• TAREFAS
a – Segundo o excerto sobre os despachos do Ministério Público, em que data foi emitido o despacho subscrito por Boaventura Marques da Costa?
b – Por favor, converta em tabela Markdown as linhas dos registos, começando na linha que contém "[trace] brown withered floret -> outlines" e parando depois da linha que contém "M91 58L85 63L86". Use as colunas Nº e Linha e omita as linhas em branco.
-------- EXCERTO DO DOCUMENTO --------
Os despachos de não exercido de acção penal por parte do Ministério Público
O despacho do Ministério Público de 8 de Maio de 1990, subscrito pelo magistrado Boaventura Marques da Costa, reconhece que o Ministério Público veio a ordenar a remessa dos autos ao juiz de instrução criminal, em virtude de a I CEIAC considerar em aberto a hipótese de crime. Reconhece ainda que os autos das I, II e HJ Comissões Parlamentares de Inquérito foram apensados à instrução por se «entender que tal acarretava efeito probatório útil na apreciação dos factos objecto do processo» (cf. fls. 4 e 5 do despacho). Seguidamente, o mesmo magistrado vem desvalorizá-los ao afirmar que esses inquéritos «constituem, com todas as diligências investigatórias que neles se contêm, simples meios probatórios de carácter documental, visto que não foram conduzidos por autoridade judiciária» (ibidem).
Contudo, paradoxalmente, o despacho do Ministério Público segue de perto as conclusões dos relatórios da DGAC e da PJ, que continham manifestos erros e contradições entre si e que tinham sido elaborados em 1981, sem ter na devida conta os inquéritos parlamentares realizados a propósito e por causa desses relatórios.
-------- DADOS DO EXERCÍCIO --------
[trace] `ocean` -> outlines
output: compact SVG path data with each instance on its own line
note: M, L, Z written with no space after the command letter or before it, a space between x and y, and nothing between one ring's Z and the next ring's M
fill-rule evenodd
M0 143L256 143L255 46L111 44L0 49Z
--------
-------- DADOS DO EXERCÍCIO --------
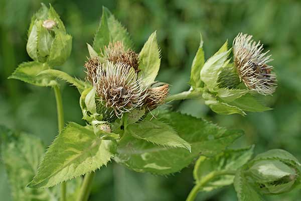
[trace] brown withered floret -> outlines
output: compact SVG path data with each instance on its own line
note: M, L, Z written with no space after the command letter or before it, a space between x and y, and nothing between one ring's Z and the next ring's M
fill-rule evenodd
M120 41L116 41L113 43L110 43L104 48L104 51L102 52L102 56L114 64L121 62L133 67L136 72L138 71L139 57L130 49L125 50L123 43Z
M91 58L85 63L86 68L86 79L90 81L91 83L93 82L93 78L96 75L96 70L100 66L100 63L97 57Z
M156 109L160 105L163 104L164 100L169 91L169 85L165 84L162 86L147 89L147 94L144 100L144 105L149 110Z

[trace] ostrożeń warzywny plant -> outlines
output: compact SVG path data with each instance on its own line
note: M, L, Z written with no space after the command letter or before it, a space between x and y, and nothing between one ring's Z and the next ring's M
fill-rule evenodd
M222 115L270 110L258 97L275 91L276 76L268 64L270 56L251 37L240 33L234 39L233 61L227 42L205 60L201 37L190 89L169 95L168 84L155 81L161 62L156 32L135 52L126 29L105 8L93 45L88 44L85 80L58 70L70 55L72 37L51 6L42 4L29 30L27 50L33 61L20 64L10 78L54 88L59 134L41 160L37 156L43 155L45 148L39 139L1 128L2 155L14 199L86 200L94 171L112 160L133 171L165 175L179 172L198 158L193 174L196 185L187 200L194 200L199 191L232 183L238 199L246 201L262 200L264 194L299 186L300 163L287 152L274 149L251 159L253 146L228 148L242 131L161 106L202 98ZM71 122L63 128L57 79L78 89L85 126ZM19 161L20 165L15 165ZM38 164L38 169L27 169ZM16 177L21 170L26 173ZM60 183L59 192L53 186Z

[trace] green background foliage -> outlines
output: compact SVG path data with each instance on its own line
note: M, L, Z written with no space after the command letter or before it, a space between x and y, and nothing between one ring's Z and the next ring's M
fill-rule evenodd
--------
-------- DADOS DO EXERCÍCIO --------
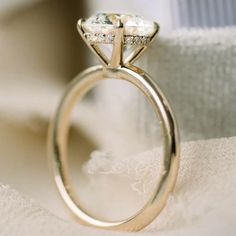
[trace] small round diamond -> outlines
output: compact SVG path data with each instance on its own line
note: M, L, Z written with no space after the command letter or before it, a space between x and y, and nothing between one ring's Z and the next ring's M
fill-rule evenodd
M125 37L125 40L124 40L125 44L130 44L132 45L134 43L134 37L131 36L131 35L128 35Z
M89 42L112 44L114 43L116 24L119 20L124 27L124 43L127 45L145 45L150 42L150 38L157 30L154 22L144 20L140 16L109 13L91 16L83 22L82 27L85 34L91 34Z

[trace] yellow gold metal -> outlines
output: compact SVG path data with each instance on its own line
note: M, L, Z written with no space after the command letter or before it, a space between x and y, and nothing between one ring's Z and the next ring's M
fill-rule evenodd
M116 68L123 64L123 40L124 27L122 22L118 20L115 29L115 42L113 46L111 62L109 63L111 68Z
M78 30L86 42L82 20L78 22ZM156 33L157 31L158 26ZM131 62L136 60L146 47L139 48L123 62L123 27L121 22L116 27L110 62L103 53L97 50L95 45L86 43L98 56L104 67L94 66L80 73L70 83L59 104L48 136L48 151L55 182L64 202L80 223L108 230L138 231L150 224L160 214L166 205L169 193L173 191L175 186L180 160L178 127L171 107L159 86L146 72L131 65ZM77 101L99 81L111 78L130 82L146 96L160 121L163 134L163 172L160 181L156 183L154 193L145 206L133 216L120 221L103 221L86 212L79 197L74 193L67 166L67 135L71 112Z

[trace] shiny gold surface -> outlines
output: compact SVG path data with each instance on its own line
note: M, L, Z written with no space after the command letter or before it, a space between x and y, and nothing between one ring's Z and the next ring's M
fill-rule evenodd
--------
• RESULTADOS
a – 8 de Maio de 1990.

b –
| Nº | Linha |
|---|---|
| 1 | [trace] brown withered floret -> outlines |
| 2 | output: compact SVG path data with each instance on its own line |
| 3 | note: M, L, Z written with no space after the command letter or before it, a space between x and y, and nothing between one ring's Z and the next ring's M |
| 4 | fill-rule evenodd |
| 5 | M120 41L116 41L113 43L110 43L104 48L104 51L102 52L102 56L114 64L121 62L133 67L136 72L138 71L139 57L130 49L125 50L123 43Z |
| 6 | M91 58L85 63L86 68L86 79L90 81L91 83L93 82L93 78L96 75L96 70L100 66L100 63L97 57Z |